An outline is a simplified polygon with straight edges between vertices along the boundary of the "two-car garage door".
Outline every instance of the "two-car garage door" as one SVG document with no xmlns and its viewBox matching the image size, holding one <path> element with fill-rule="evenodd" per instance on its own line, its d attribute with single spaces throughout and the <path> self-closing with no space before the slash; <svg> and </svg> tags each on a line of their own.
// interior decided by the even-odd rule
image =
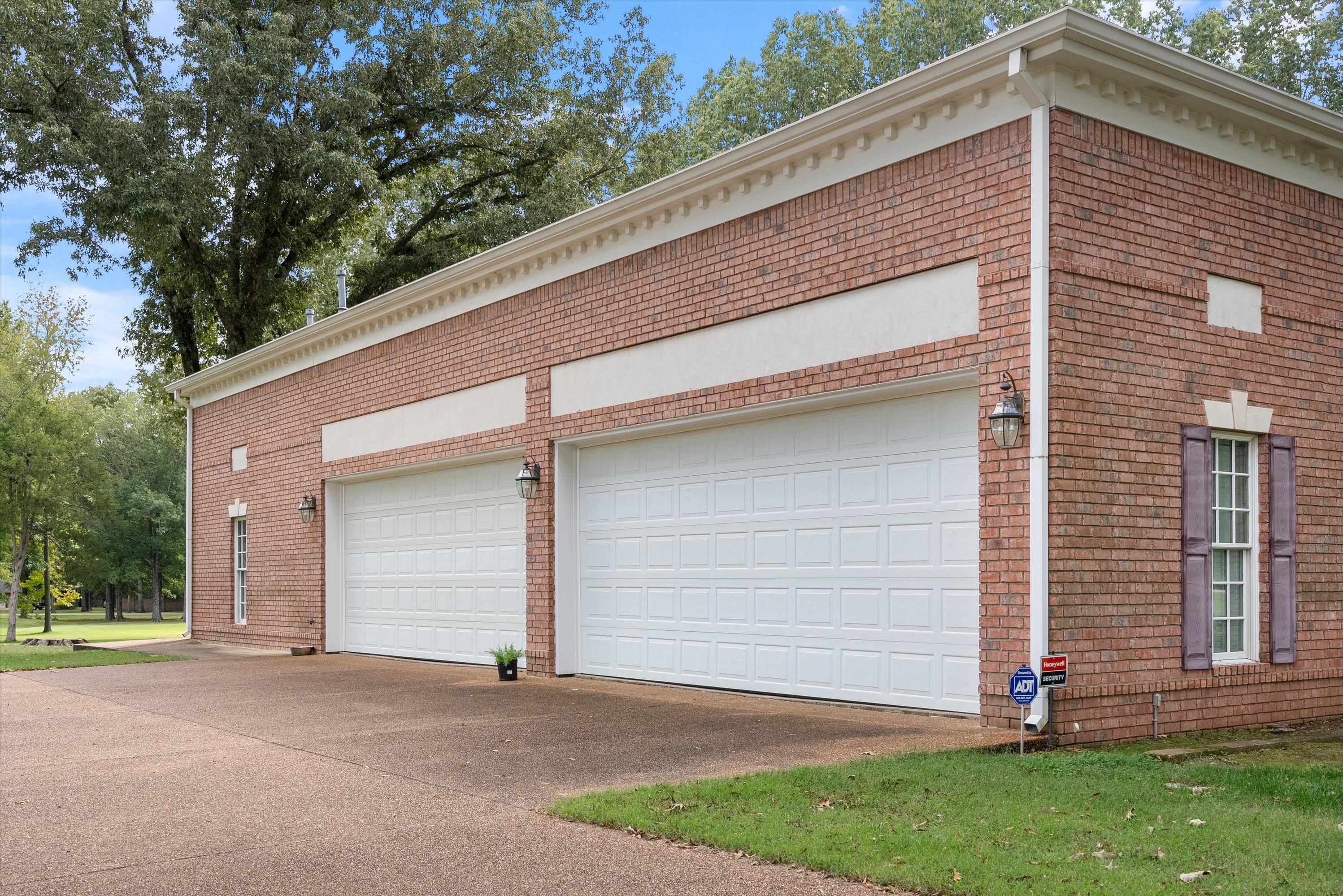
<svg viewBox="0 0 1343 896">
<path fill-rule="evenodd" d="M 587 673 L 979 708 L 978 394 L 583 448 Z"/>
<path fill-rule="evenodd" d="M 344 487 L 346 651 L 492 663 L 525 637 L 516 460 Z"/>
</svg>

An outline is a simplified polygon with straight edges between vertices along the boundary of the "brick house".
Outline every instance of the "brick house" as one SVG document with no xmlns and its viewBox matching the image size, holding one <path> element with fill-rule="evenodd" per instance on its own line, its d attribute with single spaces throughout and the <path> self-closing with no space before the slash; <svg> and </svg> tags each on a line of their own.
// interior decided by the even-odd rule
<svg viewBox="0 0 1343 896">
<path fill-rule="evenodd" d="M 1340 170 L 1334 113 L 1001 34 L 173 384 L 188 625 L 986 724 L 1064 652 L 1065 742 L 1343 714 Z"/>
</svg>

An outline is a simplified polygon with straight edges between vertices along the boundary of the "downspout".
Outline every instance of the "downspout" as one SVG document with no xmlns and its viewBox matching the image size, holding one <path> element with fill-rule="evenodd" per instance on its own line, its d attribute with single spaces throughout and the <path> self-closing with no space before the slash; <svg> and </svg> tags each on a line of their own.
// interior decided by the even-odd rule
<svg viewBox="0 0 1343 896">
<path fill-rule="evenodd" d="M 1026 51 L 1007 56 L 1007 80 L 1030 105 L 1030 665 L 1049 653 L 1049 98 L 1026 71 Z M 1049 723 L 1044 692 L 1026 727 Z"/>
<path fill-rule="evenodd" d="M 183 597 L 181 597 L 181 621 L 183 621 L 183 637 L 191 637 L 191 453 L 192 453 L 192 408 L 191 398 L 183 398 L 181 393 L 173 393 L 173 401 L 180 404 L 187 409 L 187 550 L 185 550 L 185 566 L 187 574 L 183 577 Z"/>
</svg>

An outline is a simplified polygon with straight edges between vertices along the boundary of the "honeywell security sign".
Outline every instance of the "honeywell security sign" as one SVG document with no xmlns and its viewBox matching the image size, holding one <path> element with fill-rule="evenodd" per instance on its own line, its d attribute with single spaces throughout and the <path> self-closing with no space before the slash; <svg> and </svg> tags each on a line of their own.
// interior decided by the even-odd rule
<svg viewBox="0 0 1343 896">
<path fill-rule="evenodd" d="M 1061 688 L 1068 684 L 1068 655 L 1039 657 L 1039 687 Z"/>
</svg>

=-=-=

> [GOAL]:
Find each line above that contains the word "brick" and copy every such line in full.

> [SOLUTION]:
An outline is a simplified polygon with straight edges between vertices along the boundary of the "brick house".
Outline every instance of the "brick house" as one SVG document with no xmlns and its viewBox matching the image size, holding one <path> element with fill-rule="evenodd" per instance on its own line, its d attribute with single spaces throughout and the <path> self-closing with no space before the slash; <svg> and </svg> tags each on a line of their own.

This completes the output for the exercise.